Tasks to perform
a) Copy the visualizer guide starting with "5. Identify similar" and going on through "in this analysis.", swapping "algorithm" for "procedure".
b) Extend the visualizer guide past its last sentence.

[Selected text Boundary: Start]

After clicking on a node a pop-up window displays the entity details: name, external accession number (e.g. UniprotAC, PubchemID), chemical inhibitors and link to the related SIGNOR page.

By clicking on each edge it is possible to obtain details about the interaction: the mechanism (e.g. phosphorylation, binding…), the cell line or organism in which the interaction has been observed, the reference and the sentence supporting the interaction.

By clicking on symbols on the upper bar of the visualizer it is possible:

1. take a screenshot of the graph;
2. download data underlying the graph representation;
3. show or hide the interaction score;
4. show or hide the graph legend;
5. filter the type and the effect of the interactions or include/hide small molecules or chemical compounds;
6. select an edge score threshold;
7. select a type layout among ‘compact’ (where nodes are in close proximity), ’moderate’ and ‘relaxed’ (where nodes are more far apart) layouts;

4. Visualizing the pathway at different level of complexity

The box allows the user to display interactions at different level of complexity using three different query strategies to retrieve interactions from the SIGNOR database: ‘Connect’ (Level 1) searches for signaling interactions involving only any two entities in the query list; ‘First Neighbours’ (Level 2) is a multi-step strategy that initially performs a search in SIGNOR for all interactions involving any of the seed entities, next prunes nodes with degree-one; and ‘All’ (Level 3) allows access to signaling interactions involving any of the seed entities and all the remaining proteins in the SIGNOR network without any further filtering. By default the visualizer displays Level 2 interactions (‘First Neighbours’); if no interaction is retrieved at level 2 then level 3 is shown;

By clicking on ‘Add physical interactions from Mentha’ the user can include in the graph also protein-protein interactions from the mentha database (http://mentha.uniroma2.it/) involving any seed entities and filtered by score. Only interactions whose reliability score is higher than 0.4 are shown;

It is also possible to select ‘edit nodes’ to consult and edit the list of the seed entities, by removing or adding nodes.

By clicking on ‘Download Relations’ it is possible to download all the interaction visualized in the viewer (note: this does not include mentha interactions).


5. Identify similar diseases

To identify diseases having some degree of similarity with the query disease (i.e Leopard’s Syndrome), go to ‘Disease-Gene Enrichment Analysis’ frame and click the “disease” GO button. The algorithm compares the list of genes that are displayed in the disease graph with the lists of the disease genes of any other disease in DISNOR. NOTE: to limit server overload, a maximum number of 50 proteins will be used as input for each gene list in this analysis.

[Selected text Boundary: End]
[Material supplied Boundary: Start]

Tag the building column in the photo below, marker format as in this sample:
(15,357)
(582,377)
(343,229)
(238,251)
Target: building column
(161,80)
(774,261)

[Material supplied Boundary: End]

Answers for each item
a)
5. Identify similar diseases

To identify diseases having some degree of similarity with the query disease (i.e Leopard’s Syndrome), go to ‘Disease-Gene Enrichment Analysis’ frame and click the “disease” GO button. The procedure compares the list of genes that are displayed in the disease graph with the lists of the disease genes of any other disease in DISNOR. NOTE: to limit server overload, a maximum number of 50 proteins will be used as input for each gene list in this analysis.

b)
The tool returns a table showing the 20 diseases that have a higher degree of similarity (a lower p-value of the observed overlap with query gene list) . For each disease pair (the query one [e.g. Leopard’s Syndrome] versus identified one [e.g. Costello Syndrome]) the tool returns, in the ‘Hits’ column, the ratio of shared genes (calculated, for instance, as the number of ‘Costello Syndrome’ associated genes that are also associated to ‘Leopard’s Syndrome’, over the total number of ‘Costello Syndrome’ genes). The ‘p-value’ column shows the p-value calculated with a randomization test.


6. Identify Pathways most represented in a disease gene list

To identify pathways in KEGG that are enriched in the seed gene list of the query disease (Leopard’s Syndrome), go to the ‘Disease-Gene Enrichment Analysis’ frame and to ‘Pathways’ and click the ‘GO’ button. The algorithm compares the list of genes that are displayed in the disease graph with the lists of pathway genes as annotated in the KEGG database NOTE: to limit server overload, a maximum number of 50 proteins will be used as input for each gene list in this analysis.
The tool returns a table showing the KEGG pathways that are most represented in the query disease gene list. For each pathway, in the ‘Hits’ column, the tool returns the ratio of shared genes (calculated, for instance, as the number of ‘VEGF signaling pathway’ genes that are also present in ‘Leopard’s Syndrome’, over the total number of ‘VEGF signaling pathway’ genes). The ‘p-value’ column provides the p-value calculated with a randomization test.